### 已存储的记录
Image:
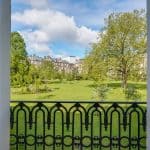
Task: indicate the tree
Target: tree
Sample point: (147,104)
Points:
(19,60)
(121,46)
(46,70)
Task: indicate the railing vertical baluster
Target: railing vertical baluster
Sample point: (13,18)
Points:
(41,125)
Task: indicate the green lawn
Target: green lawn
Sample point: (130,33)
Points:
(77,90)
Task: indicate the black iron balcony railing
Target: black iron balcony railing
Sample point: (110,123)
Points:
(80,125)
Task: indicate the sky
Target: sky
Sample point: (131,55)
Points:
(63,28)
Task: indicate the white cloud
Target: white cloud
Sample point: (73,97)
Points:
(47,26)
(34,3)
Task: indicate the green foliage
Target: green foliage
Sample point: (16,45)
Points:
(19,60)
(121,48)
(46,70)
(101,91)
(131,93)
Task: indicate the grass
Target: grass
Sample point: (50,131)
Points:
(77,90)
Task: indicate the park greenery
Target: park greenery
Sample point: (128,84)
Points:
(112,69)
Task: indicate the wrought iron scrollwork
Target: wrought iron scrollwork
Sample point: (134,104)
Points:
(77,125)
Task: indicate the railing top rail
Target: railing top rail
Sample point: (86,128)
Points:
(82,101)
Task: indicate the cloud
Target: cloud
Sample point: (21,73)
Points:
(34,3)
(44,27)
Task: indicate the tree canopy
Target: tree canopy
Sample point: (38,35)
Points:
(19,59)
(121,47)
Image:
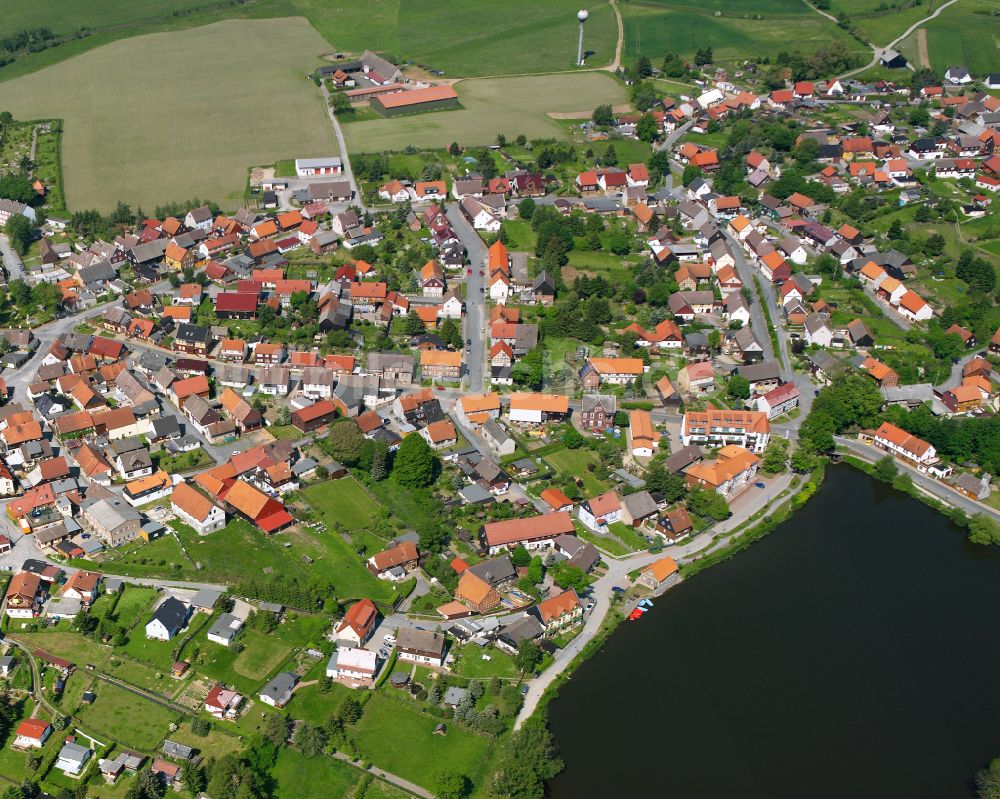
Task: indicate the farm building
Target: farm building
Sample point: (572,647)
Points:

### 任务说明
能否将上面全部数据行格式化为一个 JSON 字符串列表，每行对应一个字符串、空行略去，并且答案中不包含图片？

### 任务解答
[
  "Image:",
  "Task: indicate the tree",
  "Target: tree",
  "Sample point: (147,104)",
  "Points:",
  "(19,60)",
  "(121,46)",
  "(46,70)",
  "Task: indicate the railing vertical baluster",
  "Target: railing vertical baluster",
  "Sample point: (13,18)",
  "Points:",
  "(41,125)",
  "Task: indicate the green lawn",
  "Target: green lawn",
  "Sample point: (130,33)",
  "Points:",
  "(77,90)",
  "Task: indicate the black iron balcony railing",
  "Target: black iron balcony railing",
  "Sample point: (110,123)",
  "Points:",
  "(80,125)",
  "Task: indicate the sky",
  "Target: sky",
  "Sample point: (131,55)",
  "Points:",
  "(63,28)",
  "Task: indicate the white cloud",
  "Target: white cloud",
  "Sample point: (73,97)",
  "Points:",
  "(47,26)",
  "(34,3)",
  "Task: indicate the green foliage",
  "Target: green foliage",
  "Sample point: (16,45)",
  "Points:",
  "(19,60)",
  "(121,48)",
  "(46,70)",
  "(101,91)",
  "(131,93)",
  "Task: indicate the grass",
  "Target: grass",
  "Sample point: (50,131)",
  "Points:",
  "(77,90)",
  "Task: indicate the park greenery",
  "Target: park greenery",
  "Sample point: (128,84)",
  "Points:",
  "(112,69)",
  "Task: indicate the wrought iron scrollwork",
  "Target: wrought iron scrollwork",
  "Sample point: (134,104)",
  "Points:",
  "(77,125)",
  "Task: indicate the railing top rail",
  "Target: railing top rail",
  "Sample point: (86,128)",
  "Points:",
  "(82,101)",
  "Task: indicate the cloud",
  "Target: cloud",
  "Sample point: (21,73)",
  "Points:",
  "(34,3)",
  "(44,27)",
  "Task: indicate the tree canopy",
  "Target: tree canopy",
  "Sample point: (38,35)",
  "Points:",
  "(19,59)",
  "(121,47)",
  "Image:",
  "Task: indicate the farm building",
  "Target: farm building",
  "Sample point: (572,647)",
  "Points:"
]